◆ DIRECTION
Rewrite the listing below, replacing each "instance" with "object" and keeping everything else unchanged. Leave out the pictures.

◆ DATASET
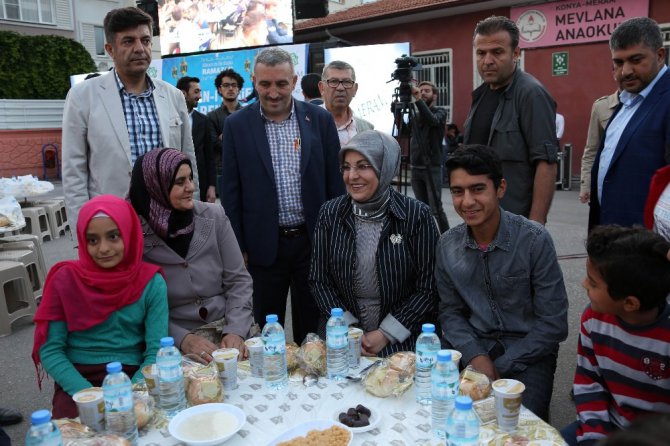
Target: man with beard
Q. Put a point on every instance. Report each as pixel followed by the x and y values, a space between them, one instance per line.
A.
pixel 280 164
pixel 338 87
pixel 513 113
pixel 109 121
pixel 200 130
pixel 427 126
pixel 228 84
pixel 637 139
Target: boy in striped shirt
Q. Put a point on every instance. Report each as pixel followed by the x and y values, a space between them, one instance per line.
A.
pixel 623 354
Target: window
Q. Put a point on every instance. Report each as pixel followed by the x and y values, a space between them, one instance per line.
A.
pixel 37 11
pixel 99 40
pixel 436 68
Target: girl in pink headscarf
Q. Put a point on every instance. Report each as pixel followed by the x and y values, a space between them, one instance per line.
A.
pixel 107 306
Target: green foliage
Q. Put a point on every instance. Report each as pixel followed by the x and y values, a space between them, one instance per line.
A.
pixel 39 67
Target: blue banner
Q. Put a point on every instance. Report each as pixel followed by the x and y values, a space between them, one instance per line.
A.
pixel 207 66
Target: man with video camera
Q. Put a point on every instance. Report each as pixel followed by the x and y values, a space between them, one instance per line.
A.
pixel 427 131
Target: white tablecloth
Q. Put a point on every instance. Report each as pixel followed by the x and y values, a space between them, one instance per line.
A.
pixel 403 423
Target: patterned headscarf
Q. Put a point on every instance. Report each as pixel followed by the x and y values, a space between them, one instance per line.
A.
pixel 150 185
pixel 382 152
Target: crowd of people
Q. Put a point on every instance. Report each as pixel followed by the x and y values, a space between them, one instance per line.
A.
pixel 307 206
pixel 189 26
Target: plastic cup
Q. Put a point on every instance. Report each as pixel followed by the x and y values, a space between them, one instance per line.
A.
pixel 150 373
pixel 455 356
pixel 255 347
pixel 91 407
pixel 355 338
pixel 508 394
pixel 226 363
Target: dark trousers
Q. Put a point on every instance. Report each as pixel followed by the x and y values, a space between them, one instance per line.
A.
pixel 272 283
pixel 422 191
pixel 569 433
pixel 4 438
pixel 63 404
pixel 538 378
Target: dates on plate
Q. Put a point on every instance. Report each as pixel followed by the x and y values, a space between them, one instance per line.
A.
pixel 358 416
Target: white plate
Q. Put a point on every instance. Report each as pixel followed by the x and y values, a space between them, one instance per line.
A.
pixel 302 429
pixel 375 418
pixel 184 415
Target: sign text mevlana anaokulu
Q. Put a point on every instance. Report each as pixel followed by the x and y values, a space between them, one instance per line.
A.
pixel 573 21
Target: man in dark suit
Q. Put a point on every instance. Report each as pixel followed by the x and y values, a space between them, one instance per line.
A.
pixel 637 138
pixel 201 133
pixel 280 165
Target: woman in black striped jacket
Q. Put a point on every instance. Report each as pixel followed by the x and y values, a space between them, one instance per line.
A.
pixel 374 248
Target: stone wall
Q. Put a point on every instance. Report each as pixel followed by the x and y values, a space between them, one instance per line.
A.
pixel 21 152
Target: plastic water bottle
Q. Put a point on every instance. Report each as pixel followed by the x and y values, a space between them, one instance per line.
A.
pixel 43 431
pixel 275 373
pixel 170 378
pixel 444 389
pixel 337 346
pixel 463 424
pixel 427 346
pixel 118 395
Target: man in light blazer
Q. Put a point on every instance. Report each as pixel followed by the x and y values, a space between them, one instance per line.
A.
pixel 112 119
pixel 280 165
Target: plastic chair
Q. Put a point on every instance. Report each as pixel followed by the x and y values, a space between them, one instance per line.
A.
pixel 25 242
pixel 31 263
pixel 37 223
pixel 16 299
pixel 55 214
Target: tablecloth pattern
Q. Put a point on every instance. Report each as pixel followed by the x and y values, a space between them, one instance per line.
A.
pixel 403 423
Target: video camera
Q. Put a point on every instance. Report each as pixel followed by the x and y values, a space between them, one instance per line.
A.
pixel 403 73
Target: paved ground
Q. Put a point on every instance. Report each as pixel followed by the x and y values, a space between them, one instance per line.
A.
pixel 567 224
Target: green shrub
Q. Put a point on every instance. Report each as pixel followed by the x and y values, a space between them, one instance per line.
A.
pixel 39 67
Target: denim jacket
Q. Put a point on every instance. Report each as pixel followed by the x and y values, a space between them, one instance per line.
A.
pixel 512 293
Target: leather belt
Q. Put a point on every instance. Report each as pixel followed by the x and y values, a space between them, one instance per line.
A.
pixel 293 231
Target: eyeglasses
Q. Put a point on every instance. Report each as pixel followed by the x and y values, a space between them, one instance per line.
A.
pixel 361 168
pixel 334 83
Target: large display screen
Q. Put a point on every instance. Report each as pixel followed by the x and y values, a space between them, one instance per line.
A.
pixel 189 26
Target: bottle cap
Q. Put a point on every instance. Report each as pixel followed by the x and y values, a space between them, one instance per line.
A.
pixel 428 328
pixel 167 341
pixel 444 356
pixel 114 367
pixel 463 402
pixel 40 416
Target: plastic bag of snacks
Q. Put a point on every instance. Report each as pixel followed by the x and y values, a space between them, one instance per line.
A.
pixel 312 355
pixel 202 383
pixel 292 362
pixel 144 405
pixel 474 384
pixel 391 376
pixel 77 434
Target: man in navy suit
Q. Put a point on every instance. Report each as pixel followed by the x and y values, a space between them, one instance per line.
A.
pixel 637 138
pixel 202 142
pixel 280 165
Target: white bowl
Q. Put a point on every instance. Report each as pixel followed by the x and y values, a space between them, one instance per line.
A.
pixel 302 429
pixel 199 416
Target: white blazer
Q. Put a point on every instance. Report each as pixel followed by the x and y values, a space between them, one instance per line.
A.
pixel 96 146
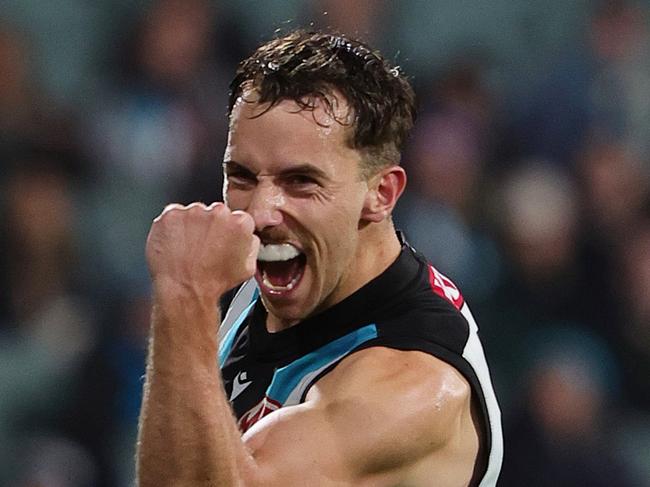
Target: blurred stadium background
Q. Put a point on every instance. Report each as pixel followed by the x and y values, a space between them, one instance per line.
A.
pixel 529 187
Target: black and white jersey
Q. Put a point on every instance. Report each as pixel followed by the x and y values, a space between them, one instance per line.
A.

◆ RESULT OF THE EXERCISE
Target: man with beard
Q. Put a point on every object. Report each as pixel followed by the x and y values, a space between them, one object per line.
A.
pixel 280 164
pixel 338 87
pixel 513 113
pixel 109 121
pixel 200 130
pixel 427 126
pixel 228 84
pixel 637 139
Target: boy in striped shirt
Q. Put a point on every object. Report each as pixel followed by the x and y values, a space between them, one object per line.
A.
pixel 623 354
Target: window
Q. Put a point on every object. Report each as pixel followed by the x and y values, a space between them, one object per line.
A.
pixel 37 11
pixel 99 40
pixel 436 68
Target: girl in pink headscarf
Q. Put a point on every object. Report each as pixel followed by the x and y values, a space between them, one object per line.
A.
pixel 107 306
Target: green foliage
Q. Put a point on every object. Report each as pixel followed by the x and y values, a space between them, one object per line.
A.
pixel 39 67
Target: blue banner
Q. Put a point on every object. Report each as pixel followed by the x and y values, a space between them, one object per line.
A.
pixel 207 66
Target: man with video camera
Q. Put a point on every object. Report each as pixel followed by the x and y values, a space between them, one object per line.
A.
pixel 427 131
Target: white tablecloth
Q. Put a point on every object. Report each as pixel followed by the x and y values, a space between them, one object per line.
A.
pixel 403 423
Target: patterned headscarf
Q. Put a point on every object. Report each as pixel followed by the x and y values, a space between them, one object per line.
A.
pixel 150 185
pixel 382 152
Target: crowd of people
Q. Put a point on every object. Report each as pixel followed by the x and y values, a space between them, one object per line.
A.
pixel 307 206
pixel 189 26
Target: plastic cup
Q. Put a point on every object. Report each as pixel followed by the x and y values, a space between them, one object per line.
A.
pixel 150 373
pixel 455 356
pixel 255 347
pixel 91 407
pixel 355 338
pixel 508 394
pixel 226 363
Target: dark trousers
Q. Put a point on every object. Report each as pixel followed by the x and y values, a space between them, one object per line.
A.
pixel 272 283
pixel 422 191
pixel 569 433
pixel 4 438
pixel 63 404
pixel 538 378
Target: dates on plate
Q. Put a point on every object. Report each as pixel followed by the x and y values, a space between them, one object per line.
A.
pixel 358 416
Target: white plate
Q. Put a point on every object. Report each as pixel followed by the x and y values, a space between them, one object per line.
A.
pixel 302 429
pixel 375 418
pixel 184 415
Target: sign text mevlana anaokulu
Q. Put a point on every object. Report each as pixel followed by the x and y values, a space between them, one object per line.
A.
pixel 573 21
Target: man in dark suit
Q. Put a point on every object. Report each as pixel followed by the x and y values, a space between them, one object per line.
A.
pixel 637 138
pixel 201 133
pixel 280 165
Target: woman in black striped jacket
Q. Put a point on every object. Report each as pixel followed by the x and y values, a space between them, one object per line.
A.
pixel 374 248
Target: stone wall
Q. Put a point on every object. Report each as pixel followed by the x and y values, a space between them, one object per line.
A.
pixel 21 152
Target: plastic water bottle
Q. Put a point on every object. Report each as pixel followed by the x and y values, a space between them, one object per line.
A.
pixel 43 431
pixel 275 373
pixel 170 378
pixel 444 389
pixel 337 346
pixel 463 424
pixel 427 346
pixel 118 395
Target: man in light blazer
Q. Put a point on every object. Report each as pixel followed by the x and y values, a space between them, one object per line.
A.
pixel 112 119
pixel 280 165
Target: plastic chair
Q. Put a point on every object. Report each as pixel followed by the x and y values, a space between them, one object per line.
A.
pixel 25 242
pixel 31 263
pixel 37 223
pixel 16 299
pixel 55 214
Target: tablecloth pattern
Q. Put a point on every object. Report each as pixel followed by the x and y values, a space between them, one object per line.
A.
pixel 403 423
Target: video camera
Q. Put a point on every object. Report each as pixel followed by the x and y values, a space between them, one object per line.
A.
pixel 403 73
Target: paved ground
Q. Put a point on every object. Report each as pixel followed by the x and y values, a space between them, one object per line.
A.
pixel 567 224
Target: green shrub
Q. Put a point on every object. Report each as pixel followed by the x and y values, a space between them, one object per line.
A.
pixel 39 67
Target: denim jacket
Q. Put a point on every object. Report each as pixel followed by the x and y values, a space between them, one object per line.
A.
pixel 512 293
Target: leather belt
Q. Put a point on every object. Report each as pixel followed by the x and y values, a space between them, one object per line.
A.
pixel 293 231
Target: eyeglasses
Q. Put a point on every object. Report each as pixel followed by the x and y values, a space between them, one object per line.
A.
pixel 361 168
pixel 334 83
Target: large display screen
Q. Put a point on every object. Report each as pixel followed by the x and y values, a space between them, one object per line.
A.
pixel 189 26
Target: bottle cap
Q. Put a point on every object. Report each as pixel followed by the x and y values, a space between them, one object per line.
A.
pixel 428 328
pixel 167 341
pixel 444 356
pixel 114 367
pixel 463 402
pixel 40 416
Target: plastic bag of snacks
Q. Put a point on every object. Report each as pixel followed by the x and y values, a space between them, one object per line.
A.
pixel 312 355
pixel 202 383
pixel 292 362
pixel 144 405
pixel 474 384
pixel 391 376
pixel 77 434
Target: man in navy suit
Q. Put a point on every object. Report each as pixel followed by the x and y values, a space between them, one object per line.
A.
pixel 637 138
pixel 202 142
pixel 280 165
Target: white bowl
Q. Put a point on every object. Report each as pixel followed by the x and y values, a space between them, one object per line.
A.
pixel 302 429
pixel 199 416
Target: white blazer
Q. Put a point on every object. Report each as pixel followed by the x and y values, a space between them, one object per line.
A.
pixel 96 146
Target: blurred stadium background
Q. Put a point on every object. Report each as pixel followed by the x and y values, a space between them, one object per line.
A.
pixel 529 187
Target: black and white jersey
Q. Put a point on every object. Report each as pixel followed by the x and y values, a space between them, one object per line.
A.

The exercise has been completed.